>> Start Supplied material

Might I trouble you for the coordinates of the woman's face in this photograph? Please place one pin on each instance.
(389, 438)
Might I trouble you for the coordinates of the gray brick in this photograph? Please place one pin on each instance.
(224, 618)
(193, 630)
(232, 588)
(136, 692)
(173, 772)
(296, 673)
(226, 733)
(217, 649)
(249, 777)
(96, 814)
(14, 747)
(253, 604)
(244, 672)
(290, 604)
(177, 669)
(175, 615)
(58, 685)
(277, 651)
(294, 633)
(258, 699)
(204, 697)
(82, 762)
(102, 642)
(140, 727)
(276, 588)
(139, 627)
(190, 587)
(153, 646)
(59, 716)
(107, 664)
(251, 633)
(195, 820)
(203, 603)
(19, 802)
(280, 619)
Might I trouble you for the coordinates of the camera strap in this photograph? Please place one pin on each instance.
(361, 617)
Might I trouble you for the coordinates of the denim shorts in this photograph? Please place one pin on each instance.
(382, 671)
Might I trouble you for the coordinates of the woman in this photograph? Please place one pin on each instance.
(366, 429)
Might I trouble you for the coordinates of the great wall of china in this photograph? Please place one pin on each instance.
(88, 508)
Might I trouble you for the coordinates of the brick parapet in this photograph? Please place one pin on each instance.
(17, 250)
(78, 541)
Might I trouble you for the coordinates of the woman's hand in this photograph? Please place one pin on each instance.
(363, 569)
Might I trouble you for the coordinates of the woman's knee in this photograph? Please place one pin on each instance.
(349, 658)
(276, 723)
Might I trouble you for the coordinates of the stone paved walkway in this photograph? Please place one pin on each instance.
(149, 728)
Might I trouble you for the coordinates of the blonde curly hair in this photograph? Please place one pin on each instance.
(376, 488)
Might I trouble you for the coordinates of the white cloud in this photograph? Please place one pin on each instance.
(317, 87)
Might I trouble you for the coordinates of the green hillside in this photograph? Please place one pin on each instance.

>> End Supplied material

◆ Exercise requirements
Present every one of the records above as a numbered list, omitting any blank lines.

◆ Exercise response
1. Might I trouble you for the coordinates of the woman's face in this photograph? Please place one pin on each instance.
2. (389, 438)
3. Might I trouble you for the coordinates of the gray brick in this photograph? Please place one pin on each instance.
4. (224, 618)
5. (193, 630)
6. (232, 588)
7. (136, 692)
8. (173, 772)
9. (296, 673)
10. (226, 733)
11. (217, 649)
12. (249, 777)
13. (96, 814)
14. (14, 747)
15. (253, 604)
16. (244, 672)
17. (290, 604)
18. (177, 669)
19. (175, 615)
20. (58, 685)
21. (277, 651)
22. (294, 633)
23. (258, 699)
24. (204, 697)
25. (82, 762)
26. (102, 642)
27. (140, 727)
28. (276, 588)
29. (139, 627)
30. (190, 587)
31. (153, 646)
32. (59, 716)
33. (107, 664)
34. (251, 633)
35. (195, 820)
36. (203, 603)
37. (19, 802)
38. (280, 619)
39. Might I trouble you for the coordinates of the camera strap in this photograph? Please place one pin on each instance.
40. (361, 617)
41. Might I trouble you for the coordinates of the denim shorts in this photograph? Please place one pin on each instance.
42. (382, 671)
43. Might I trouble you for the coordinates of the woman in this photograph? Please place one pin on each instance.
44. (366, 429)
45. Might I trouble you for the coordinates of the great wall of china in this photograph? Please place one pin on each instance.
46. (88, 508)
47. Might I trouble you for the coordinates of the brick parapet in this photograph? Please place one pin on each instance.
48. (17, 250)
49. (78, 541)
50. Might I trouble you for the coordinates of the woman's hand in this photograph? Please place one pin on each instance.
51. (363, 569)
52. Might I trouble you for the coordinates of the woman's knee in this photograph? Please place one pin on each instance.
53. (349, 658)
54. (276, 723)
55. Might I trouble you for the coordinates of the stone paved walkway in this photograph? Please place one pin on each instance.
56. (149, 728)
57. Might I trouble you for the coordinates of the blonde curly hair in this photograph? Please place one pin on each instance.
58. (376, 488)
59. Might I trouble you for the coordinates of the white cloud in this photograph? Please place one pin on each instance.
60. (317, 87)
61. Might I trouble you for the coordinates of the green hillside in this photograph? Please place one pin on each instance.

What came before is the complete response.